Work request: Locate the line containing "Mark a dot on each instance of the built-in" in the data below. Reproduce it and every following line up to the end, exactly as given.

Provided entries:
§
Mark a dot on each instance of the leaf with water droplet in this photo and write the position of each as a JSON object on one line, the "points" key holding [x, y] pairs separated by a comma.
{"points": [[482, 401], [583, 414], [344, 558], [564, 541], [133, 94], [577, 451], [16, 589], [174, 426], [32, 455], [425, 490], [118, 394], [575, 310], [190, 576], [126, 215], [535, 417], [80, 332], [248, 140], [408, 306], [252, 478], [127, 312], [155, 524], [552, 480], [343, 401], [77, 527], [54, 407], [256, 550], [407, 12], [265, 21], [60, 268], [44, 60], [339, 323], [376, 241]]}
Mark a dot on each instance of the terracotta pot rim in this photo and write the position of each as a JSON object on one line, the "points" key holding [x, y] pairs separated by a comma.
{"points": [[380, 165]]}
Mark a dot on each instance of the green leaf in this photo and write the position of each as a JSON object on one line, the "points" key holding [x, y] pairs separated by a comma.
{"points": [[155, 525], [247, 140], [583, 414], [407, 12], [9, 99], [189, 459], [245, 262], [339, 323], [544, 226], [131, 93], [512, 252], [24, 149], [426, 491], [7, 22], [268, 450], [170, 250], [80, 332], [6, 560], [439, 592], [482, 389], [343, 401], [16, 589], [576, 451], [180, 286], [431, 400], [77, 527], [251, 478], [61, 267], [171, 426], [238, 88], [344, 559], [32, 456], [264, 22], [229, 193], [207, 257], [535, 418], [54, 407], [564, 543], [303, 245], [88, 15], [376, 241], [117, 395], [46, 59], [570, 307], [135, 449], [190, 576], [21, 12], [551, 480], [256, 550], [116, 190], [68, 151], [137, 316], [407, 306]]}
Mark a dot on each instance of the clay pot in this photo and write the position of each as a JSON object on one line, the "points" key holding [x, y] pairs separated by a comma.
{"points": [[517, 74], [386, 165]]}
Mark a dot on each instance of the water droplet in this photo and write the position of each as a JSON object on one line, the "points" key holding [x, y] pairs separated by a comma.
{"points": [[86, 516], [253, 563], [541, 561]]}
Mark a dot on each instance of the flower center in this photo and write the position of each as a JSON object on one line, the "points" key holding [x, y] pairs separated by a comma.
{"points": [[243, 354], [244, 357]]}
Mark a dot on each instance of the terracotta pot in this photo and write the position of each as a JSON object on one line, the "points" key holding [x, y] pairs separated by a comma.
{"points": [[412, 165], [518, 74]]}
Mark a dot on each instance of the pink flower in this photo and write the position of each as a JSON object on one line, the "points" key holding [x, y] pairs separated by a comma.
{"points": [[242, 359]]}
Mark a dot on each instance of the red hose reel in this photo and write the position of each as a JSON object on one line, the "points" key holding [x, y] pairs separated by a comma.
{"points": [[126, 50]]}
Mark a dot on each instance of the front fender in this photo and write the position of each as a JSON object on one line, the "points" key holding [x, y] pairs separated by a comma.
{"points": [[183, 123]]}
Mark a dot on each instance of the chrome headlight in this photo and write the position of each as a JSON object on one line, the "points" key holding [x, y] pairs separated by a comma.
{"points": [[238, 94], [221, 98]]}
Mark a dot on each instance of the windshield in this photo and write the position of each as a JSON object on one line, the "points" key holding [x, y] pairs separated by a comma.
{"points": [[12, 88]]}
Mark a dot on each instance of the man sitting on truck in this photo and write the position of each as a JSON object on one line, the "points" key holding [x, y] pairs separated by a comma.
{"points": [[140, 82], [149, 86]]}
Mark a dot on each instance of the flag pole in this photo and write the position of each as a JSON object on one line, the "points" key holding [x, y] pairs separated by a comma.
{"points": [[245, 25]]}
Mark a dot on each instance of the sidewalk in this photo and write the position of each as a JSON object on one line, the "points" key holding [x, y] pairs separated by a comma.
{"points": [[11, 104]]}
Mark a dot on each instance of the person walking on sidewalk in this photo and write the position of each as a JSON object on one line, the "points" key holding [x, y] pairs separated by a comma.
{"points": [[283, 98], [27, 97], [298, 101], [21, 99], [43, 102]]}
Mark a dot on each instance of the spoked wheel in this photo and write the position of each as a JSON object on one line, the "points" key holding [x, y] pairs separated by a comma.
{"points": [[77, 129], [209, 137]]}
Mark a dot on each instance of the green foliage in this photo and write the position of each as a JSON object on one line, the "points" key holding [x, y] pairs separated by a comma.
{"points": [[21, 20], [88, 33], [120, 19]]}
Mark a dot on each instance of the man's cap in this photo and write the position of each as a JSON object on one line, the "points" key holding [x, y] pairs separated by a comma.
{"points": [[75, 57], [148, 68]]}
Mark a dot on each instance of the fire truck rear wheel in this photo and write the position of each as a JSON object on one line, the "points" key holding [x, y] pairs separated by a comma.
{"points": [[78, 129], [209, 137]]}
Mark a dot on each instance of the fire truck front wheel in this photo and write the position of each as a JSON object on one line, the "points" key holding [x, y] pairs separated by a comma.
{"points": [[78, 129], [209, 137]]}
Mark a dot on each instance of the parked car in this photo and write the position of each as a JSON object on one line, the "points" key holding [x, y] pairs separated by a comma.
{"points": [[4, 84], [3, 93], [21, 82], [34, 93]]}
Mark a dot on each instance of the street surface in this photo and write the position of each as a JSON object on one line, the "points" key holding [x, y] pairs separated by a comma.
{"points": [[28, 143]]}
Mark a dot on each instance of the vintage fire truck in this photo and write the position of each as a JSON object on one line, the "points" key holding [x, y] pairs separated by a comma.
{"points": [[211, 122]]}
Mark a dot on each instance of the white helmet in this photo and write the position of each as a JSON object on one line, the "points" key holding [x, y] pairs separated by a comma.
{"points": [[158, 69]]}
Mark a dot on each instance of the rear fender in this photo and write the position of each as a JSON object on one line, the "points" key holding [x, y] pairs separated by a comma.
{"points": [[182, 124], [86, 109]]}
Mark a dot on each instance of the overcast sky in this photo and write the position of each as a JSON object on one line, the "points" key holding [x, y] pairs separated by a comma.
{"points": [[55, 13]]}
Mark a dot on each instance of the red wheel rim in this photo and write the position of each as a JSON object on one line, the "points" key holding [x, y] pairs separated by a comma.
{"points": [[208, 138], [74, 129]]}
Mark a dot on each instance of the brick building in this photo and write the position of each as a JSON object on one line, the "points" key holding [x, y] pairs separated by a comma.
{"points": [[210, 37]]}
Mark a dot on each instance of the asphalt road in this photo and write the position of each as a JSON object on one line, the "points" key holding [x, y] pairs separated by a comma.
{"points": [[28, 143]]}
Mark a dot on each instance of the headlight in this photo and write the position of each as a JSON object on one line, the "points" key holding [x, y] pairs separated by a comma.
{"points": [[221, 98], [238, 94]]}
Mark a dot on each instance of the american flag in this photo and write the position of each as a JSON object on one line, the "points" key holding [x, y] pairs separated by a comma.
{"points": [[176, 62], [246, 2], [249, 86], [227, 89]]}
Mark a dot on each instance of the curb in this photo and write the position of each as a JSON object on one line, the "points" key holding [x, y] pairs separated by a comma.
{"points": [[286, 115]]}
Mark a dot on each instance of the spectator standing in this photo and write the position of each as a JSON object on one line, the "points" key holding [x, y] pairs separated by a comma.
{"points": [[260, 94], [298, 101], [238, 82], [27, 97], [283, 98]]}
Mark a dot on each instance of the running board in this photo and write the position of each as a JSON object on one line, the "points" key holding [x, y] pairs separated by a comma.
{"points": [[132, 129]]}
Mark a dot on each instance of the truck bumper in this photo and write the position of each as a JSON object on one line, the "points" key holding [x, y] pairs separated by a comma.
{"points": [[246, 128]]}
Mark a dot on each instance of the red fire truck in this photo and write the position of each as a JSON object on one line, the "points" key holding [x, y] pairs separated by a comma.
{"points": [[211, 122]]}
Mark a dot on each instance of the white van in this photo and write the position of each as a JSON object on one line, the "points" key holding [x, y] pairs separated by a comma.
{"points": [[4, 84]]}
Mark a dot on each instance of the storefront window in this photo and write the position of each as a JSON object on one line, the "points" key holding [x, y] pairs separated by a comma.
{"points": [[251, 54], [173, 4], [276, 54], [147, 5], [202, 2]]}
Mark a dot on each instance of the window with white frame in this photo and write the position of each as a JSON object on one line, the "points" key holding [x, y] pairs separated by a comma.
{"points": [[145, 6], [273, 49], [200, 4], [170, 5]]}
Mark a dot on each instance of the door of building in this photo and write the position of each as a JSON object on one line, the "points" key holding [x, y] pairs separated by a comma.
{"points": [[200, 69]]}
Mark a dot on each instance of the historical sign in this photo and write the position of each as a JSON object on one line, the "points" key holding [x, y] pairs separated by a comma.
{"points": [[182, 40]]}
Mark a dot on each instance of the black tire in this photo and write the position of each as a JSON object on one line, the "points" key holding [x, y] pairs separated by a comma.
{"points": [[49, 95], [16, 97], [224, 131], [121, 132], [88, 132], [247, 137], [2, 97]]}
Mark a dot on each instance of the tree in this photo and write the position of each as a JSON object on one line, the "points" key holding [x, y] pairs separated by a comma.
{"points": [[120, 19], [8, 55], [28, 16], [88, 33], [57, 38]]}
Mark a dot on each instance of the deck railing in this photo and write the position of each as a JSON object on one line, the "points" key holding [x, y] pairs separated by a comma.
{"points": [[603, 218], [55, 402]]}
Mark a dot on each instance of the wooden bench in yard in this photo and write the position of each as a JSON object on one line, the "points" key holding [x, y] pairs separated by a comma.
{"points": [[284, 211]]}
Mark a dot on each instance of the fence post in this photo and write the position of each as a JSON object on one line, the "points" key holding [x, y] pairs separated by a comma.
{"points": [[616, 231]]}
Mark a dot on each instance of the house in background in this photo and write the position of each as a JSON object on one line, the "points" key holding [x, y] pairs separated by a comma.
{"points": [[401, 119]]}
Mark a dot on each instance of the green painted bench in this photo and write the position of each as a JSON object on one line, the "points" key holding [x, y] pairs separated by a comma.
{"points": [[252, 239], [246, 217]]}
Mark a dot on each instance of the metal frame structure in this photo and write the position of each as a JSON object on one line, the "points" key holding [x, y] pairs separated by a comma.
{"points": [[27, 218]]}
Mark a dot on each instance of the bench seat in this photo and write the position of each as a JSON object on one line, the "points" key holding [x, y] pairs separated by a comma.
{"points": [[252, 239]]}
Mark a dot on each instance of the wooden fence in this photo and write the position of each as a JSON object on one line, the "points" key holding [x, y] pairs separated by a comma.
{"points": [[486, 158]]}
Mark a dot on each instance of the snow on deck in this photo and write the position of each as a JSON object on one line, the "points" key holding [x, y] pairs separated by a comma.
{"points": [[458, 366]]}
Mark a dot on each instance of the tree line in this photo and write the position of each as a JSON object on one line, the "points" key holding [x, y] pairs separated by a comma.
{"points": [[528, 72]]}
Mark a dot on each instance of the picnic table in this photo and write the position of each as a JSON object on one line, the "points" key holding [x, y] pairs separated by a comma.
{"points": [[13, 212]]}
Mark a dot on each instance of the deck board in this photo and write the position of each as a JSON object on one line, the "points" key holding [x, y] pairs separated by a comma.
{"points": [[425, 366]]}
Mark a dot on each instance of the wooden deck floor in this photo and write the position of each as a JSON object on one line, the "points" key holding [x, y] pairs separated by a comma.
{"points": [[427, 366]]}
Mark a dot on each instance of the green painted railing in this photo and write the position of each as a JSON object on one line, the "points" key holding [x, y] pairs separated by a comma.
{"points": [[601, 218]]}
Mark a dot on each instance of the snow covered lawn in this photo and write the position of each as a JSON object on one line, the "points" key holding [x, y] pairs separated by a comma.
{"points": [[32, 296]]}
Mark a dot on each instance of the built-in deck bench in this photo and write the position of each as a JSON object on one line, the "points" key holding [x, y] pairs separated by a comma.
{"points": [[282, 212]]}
§
Result of this task:
Mark a dot on each instance of the built-in deck bench in this photo and write the position of each as a JSON object on one line, the "points" key holding [x, y] pairs separated by a comma.
{"points": [[282, 212]]}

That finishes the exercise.